# Task to complete
Extend the article below on analyzing incident response data in Microsoft Excel, picking up right after its final sentence.

-- START Source text --

Incident response investigations don’t always involve standard host-based artifacts with fully developed parsing and analysis tools. At FireEye Mandiant, we frequently encounter incidents that involve a number of systems and solutions that utilize custom logging or artifact data. Determining what happened in an incident involves taking a dive into whatever type of data we are presented with, learning about it, and developing an efficient way to analyze the important evidence.
One of the most effective tools to perform this type of analysis is one that is in almost everyone’s toolkit: Microsoft Excel. In this article we will detail some tips and tricks with Excel to perform analysis when presented with any type of data.
Tools such as FireEye Redline include handy timeline features to combine multiple artifact types into one concise timeline. When we use individual parsers or custom artifact formats, it may be tricky to view multiple types of data in the same view. Normalizing artifact data with Excel to a specific set of easy-to-use columns makes for a smooth combination of different artifact types.
Consider trying to review parsed file system, event log, and Registry data in the same view using the following data.
$SI Created | $SI Modified | File Name | File Path | File Size | File MD5 | File Attributes | File Deleted |
2019-10-14 23:13:04 | 2019-10-14 23:33:45 | Default.rdp | C:\Users\ |
485 | c482e563df19a40 | Archive | FALSE |
Event Gen Time | Event ID | Event Message | Event Category | Event User | Event System |
2019-10-14 23:13:06 | 4648 | A logon was attempted using explicit
credentials. | Logon | Administrator | SourceSystem |
KeyModified | Key Path | KeyName | ValueName | ValueText | Type |
2019-10-14 23:33:46 | HKEY_USER\Software\Microsoft\Terminal Server Client\Servers\ | DestinationServer | UsernameHInt | VictimUser | REG_SZ |
Since these raw artifact data sets have different column headings and data types, they would be difficult to review in one timeline. If we format the data using Excel string concatenation, we can make the data easy to combine into a single timeline view. To format the data, we can use the “&” operation with a function to join information we may need into a “Summary” field.
An example command to join the relevant file system data delimited by ampersands could be “=D2 & " | " & C2 & " | " & E2 & " | " & F2 & " | " & G2 & " | " & H2”. Combining this format function with a “Timestamp” and “Timestamp Type” column will complete everything we need for streamlined analysis.
Timestamp | Timestamp Type | Event |
2019-10-14 23:13:04 | $SI Created | C:\Users\attacker\Documents\ | Default.rdp | 485 | c482e563df19a401941c99888ac2f525 | Archive | FALSE |
2019-10-14 23:13:06 | Event Gen Time | 4648 | A logon was attempted using
explicit credentials. |
2019-10-14 23:33:45 | $SI Modified | C:\Users\attacker\Documents\ | Default.rdp | 485 | c482e563df19a401941c99888ac2f525 | Archive | FALSE |
2019-10-14 23:33:46 | KeyModified | HKEY_USER\Software\Microsoft\Terminal Server Client\Servers\ | DestinationServer | UsernameHInt | VictimUser |
After sorting by timestamp, we can see evidence of the “DomainCorp\Administrator” account connecting from “SourceSystem” to “DestinationServer” with the “DomainCorp\VictimUser” account via RDP across three artifact types.

-- END Source text --
-- START Information supplied --

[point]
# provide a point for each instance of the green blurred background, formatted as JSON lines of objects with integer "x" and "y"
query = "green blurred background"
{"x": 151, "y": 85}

-- END Information supplied --

# Exercise answer
One of the most critical elements of incident response and forensic analysis is timelining. Temporal analysis will often turn up new evidence by identifying events that precede or follow an event of interest. Equally critical is producing an accurate timeline for reporting. Timestamps and time zones can be frustrating, and things can get confusing when the systems being analyzed span various time zones. Mandiant tracks all timestamps in Coordinated Universal Time (UTC) format in its investigations to eliminate any confusion of both time zones and time adjustments such as daylight savings and regional summer seasons.
Of course, various sources of evidence do not always log time the same way. Some may be local time, some may be UTC, and as mentioned, data from sources in various geographical locations complicates things further. When compiling timelines, it is important to first know whether the evidence source is logged in UTC or local time. If it is logged in local time, we need to confirm which local time zone the evidence source is from. Then we can use the Excel TIME() formula to convert timestamps to UTC as needed.
This example scenario is based on a real investigation where the target organization was compromised via phishing email, and employee direct deposit information was changed via an internal HR application. In this situation, we have three log sources: email receipt logs, application logins, and application web logs.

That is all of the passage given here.